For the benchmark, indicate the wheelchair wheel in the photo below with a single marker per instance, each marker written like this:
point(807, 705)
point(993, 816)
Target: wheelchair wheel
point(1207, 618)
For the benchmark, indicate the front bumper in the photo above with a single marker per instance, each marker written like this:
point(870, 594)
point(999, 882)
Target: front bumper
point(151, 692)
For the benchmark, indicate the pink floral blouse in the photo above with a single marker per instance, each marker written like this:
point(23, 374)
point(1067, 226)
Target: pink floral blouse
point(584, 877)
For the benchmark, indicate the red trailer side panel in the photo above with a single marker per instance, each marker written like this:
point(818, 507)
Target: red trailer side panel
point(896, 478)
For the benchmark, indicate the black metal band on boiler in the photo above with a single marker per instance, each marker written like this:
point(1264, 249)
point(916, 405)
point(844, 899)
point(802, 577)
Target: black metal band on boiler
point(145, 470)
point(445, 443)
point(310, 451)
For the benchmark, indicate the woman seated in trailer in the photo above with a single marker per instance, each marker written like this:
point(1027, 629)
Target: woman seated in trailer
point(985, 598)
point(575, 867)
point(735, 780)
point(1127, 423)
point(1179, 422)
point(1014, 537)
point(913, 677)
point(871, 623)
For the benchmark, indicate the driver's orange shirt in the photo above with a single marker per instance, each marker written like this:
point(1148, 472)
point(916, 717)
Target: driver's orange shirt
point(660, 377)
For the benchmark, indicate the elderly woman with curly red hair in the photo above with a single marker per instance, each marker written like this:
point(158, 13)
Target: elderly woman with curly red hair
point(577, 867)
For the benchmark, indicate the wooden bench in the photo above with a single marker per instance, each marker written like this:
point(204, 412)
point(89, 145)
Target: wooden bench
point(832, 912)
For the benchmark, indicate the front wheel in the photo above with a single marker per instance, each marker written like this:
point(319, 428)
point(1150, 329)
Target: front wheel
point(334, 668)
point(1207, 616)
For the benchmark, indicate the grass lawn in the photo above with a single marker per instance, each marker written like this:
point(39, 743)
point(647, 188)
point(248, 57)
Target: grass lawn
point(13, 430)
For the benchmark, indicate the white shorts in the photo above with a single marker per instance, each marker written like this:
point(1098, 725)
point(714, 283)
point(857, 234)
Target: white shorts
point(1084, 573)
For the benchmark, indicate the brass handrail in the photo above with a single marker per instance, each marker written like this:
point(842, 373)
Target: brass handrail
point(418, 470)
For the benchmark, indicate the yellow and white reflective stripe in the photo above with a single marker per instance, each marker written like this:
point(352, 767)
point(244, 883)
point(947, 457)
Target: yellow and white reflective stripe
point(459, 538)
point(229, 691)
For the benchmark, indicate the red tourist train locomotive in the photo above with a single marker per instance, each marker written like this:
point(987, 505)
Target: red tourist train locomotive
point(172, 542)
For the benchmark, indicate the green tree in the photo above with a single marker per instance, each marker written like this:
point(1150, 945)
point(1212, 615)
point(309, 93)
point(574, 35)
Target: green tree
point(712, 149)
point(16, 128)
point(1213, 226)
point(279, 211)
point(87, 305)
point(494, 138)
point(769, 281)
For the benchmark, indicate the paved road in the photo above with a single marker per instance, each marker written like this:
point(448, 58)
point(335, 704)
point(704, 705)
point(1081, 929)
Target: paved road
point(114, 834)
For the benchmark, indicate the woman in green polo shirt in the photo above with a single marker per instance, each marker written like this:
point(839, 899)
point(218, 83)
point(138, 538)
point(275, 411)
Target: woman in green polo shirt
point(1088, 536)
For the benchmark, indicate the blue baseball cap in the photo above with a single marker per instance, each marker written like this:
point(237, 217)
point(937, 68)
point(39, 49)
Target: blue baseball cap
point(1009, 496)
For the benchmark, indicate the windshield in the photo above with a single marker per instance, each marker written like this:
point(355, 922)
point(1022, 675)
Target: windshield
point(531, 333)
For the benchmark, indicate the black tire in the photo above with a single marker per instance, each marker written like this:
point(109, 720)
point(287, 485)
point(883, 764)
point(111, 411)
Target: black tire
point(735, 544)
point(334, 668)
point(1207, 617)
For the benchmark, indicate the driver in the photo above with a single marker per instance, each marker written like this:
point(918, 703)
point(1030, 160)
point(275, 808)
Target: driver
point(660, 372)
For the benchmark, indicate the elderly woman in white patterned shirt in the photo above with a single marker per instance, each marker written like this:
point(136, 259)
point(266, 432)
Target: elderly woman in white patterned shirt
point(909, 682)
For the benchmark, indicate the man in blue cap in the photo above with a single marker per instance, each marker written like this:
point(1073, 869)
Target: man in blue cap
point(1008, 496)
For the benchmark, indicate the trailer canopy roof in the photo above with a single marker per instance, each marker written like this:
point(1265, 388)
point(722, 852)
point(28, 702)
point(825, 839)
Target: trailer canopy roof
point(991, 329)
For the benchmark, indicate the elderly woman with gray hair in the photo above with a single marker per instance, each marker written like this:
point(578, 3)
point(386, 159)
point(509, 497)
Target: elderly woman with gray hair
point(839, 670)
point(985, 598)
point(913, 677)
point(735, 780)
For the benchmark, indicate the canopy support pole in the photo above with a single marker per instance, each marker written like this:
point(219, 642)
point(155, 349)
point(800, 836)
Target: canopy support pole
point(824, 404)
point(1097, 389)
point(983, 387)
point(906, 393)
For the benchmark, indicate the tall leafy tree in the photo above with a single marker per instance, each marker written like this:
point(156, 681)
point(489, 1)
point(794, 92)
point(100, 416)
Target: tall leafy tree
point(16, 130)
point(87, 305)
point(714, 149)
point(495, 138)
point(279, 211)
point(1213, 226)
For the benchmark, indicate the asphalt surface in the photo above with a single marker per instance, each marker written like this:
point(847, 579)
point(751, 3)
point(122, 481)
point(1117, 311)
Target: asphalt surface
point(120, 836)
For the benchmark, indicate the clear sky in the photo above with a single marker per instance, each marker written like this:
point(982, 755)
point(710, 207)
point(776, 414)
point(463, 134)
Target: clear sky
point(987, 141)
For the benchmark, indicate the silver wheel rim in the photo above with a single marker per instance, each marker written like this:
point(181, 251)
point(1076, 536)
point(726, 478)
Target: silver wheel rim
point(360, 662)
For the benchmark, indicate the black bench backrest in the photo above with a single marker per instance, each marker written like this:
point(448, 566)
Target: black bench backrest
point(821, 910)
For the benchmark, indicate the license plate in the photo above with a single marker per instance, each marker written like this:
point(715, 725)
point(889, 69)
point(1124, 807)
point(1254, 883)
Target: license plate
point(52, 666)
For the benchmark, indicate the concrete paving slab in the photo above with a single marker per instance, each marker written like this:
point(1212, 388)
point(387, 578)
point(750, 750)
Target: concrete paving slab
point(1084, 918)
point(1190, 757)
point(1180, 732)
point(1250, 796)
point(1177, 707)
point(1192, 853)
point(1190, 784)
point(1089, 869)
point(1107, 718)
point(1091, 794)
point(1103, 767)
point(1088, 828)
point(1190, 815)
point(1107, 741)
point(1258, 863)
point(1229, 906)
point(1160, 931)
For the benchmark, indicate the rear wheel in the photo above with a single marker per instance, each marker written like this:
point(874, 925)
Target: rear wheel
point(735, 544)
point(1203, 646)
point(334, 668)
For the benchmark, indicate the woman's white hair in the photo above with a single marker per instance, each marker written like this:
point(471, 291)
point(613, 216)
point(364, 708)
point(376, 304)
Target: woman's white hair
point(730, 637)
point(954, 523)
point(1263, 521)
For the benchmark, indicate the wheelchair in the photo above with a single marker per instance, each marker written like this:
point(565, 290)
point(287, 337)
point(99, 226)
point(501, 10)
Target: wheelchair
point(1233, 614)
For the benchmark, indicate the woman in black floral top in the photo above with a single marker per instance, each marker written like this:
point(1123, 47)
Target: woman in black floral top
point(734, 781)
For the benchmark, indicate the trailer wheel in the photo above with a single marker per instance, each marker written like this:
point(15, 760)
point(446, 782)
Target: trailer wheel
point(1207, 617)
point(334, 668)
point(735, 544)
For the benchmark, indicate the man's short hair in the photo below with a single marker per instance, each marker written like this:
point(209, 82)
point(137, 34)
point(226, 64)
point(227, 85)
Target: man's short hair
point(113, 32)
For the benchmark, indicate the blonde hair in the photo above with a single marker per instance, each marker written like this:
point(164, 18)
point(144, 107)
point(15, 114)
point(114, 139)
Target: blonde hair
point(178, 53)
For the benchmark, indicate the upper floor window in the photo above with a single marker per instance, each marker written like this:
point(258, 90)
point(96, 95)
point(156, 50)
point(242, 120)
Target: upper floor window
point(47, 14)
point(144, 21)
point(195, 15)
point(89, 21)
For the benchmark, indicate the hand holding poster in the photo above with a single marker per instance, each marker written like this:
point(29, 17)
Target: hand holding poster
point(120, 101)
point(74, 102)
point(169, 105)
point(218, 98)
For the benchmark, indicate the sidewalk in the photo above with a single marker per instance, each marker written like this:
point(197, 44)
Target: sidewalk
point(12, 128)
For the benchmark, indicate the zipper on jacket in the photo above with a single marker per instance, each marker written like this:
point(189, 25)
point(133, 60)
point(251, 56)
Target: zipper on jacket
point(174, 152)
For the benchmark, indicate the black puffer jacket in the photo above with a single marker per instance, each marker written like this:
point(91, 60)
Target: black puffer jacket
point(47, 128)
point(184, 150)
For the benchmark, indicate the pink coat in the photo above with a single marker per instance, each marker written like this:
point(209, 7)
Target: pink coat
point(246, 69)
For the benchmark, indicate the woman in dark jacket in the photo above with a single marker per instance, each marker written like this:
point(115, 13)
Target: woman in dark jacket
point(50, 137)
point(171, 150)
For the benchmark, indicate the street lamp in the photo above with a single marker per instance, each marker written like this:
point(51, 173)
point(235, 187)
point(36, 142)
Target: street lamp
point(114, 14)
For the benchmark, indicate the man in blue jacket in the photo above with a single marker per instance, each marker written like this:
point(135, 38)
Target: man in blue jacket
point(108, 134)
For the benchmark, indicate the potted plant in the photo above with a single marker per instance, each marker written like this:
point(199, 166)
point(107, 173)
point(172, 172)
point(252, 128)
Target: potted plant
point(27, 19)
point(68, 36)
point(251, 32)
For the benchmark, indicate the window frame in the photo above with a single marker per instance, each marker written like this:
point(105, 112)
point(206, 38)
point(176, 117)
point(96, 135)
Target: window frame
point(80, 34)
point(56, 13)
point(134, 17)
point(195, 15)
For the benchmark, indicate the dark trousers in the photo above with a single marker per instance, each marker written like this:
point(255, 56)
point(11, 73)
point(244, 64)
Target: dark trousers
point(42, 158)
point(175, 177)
+ + + + +
* **Task description**: Reproduce the lines above word for word, starting with the one that contains "For the benchmark, indicate the street" and continuing through the last line, with both of those lines included.

* **Worked answer**:
For the benchmark, indicate the street lamp in the photo above with a single marker per instance, each marker written like this:
point(51, 173)
point(235, 187)
point(36, 142)
Target: street lamp
point(114, 14)
For the benchmark, indicate the man in blue jacket in the photo above with a single marker per instance, each marker written like this:
point(135, 38)
Target: man in blue jacket
point(108, 134)
For the benchmark, indicate the potted plant in the photo above with a single marker per instance, each marker written like this:
point(199, 166)
point(107, 173)
point(172, 172)
point(252, 128)
Target: potted plant
point(27, 19)
point(68, 36)
point(251, 32)
For the benchmark, indicate the window frame in the photo above with a single marker per instance, each marker written like this:
point(105, 112)
point(206, 38)
point(176, 117)
point(96, 135)
Target: window frame
point(80, 34)
point(56, 13)
point(134, 17)
point(195, 15)
For the benchmark, indicate the dark trousers in the photo above with a single marker per instance, each marker written like this:
point(255, 56)
point(11, 73)
point(244, 64)
Target: dark trousers
point(42, 158)
point(175, 177)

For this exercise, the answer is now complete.